SOURCE TEXT
--- Begin ---

To achieve Level 2, management must focus on its own processes to achieve a disciplined software process. Level 2 provides the foundation for Level 3 because the focus is on management acting to improve its processes before tackling technical and organizational issues at Level 3. Management establishes a leadership position in achieving Level 2 by documenting and following project management processes.
Processes may differ between projects in a Level 2 organization; the organizational requirement for achieving Level 2 is that there are policies that guide the projects in establishing the appropriate management processes. Documented procedures provide the foundation for consistent processes that can be institutionalized across the organization, with the aid of training and software quality assurance.
Level 3 builds on this project management foundation by defining, integrating, and documenting the entire software process. Integration in this case means that the outputs of one task flow smoothly into the inputs of the next task. When there are mismatches between tasks, they are identified and addressed in the planning stages of the software process, rather than when they are encountered while enacting the process. One of the challenges of Level 3 is to build processes that empower the individuals doing the work without being overly rigid [Humphrey 91b].
2.2.3 Understanding the Managed and Optimizing Levels
Maturity Levels 4 and 5 are relatively unknown territory for the software industry. There are only a few examples of Level 4 and 5 software projects and organizations [Humphrey91a, Kitson92]. There are too few to draw general conclusions about the characteristics of Level 4 and 5 organizations. The characteristics of these levels have been defined by analogy with other industries and the few examples in the software industry exhibiting this level of process capability.

--- End ---

DATA SECTION
--- Begin ---

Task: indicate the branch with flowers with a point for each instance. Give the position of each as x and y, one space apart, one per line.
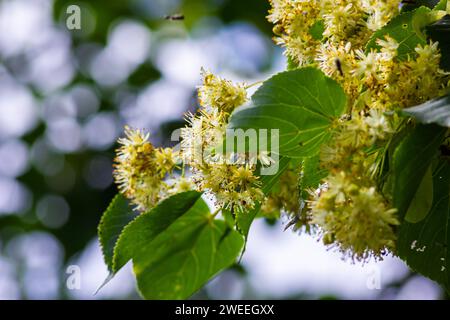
362 152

--- End ---

PROBLEM
Please pick up the passage on software process maturity levels after its final sentence and extend it.

OUTPUT OF THE EXERCISE
Many characteristics of Levels 4 and 5 are based on the concepts of statistical process control as exemplified in Figure 2.2. The Juran Trilogy Diagram [Juran88] illustrates the primary objectives of process management.
Figure 2.2 The Juran Trilogy Diagram: Quality Planning,
Quality Control, and Quality Improvement
Juran breaks quality management into three basic managerial processes [Juran88]. The purpose of quality planning is to provide the operating forces, i.e., the software producers, with the means of producing products that can meet customer needs. The operating forces produce the product, but some rework must be done because of quality deficiencies. This waste is chronic because the process was planned that way; quality control is carried out to prevent things from getting worse. Sporadic spikes in the process, as shown in Figure 2.2, represent fire fighting activities. Chronic waste provides an opportunity for improvement; seizing that opportunity is referred to as quality improvement.
The first responsibility, and the focus of Level 4, is process control. The software process is managed so that it operates stably within a zone of quality control. There is inevitably some chronic waste, and there may be spikes in the measured results that need to be controlled, but the system is generally stable overall. This is where the concept of controlling special causes of variation comes into play. Because the process is both stable and measured, when some exceptional circumstance occurs, the "special cause" of the variation can be identified and addressed.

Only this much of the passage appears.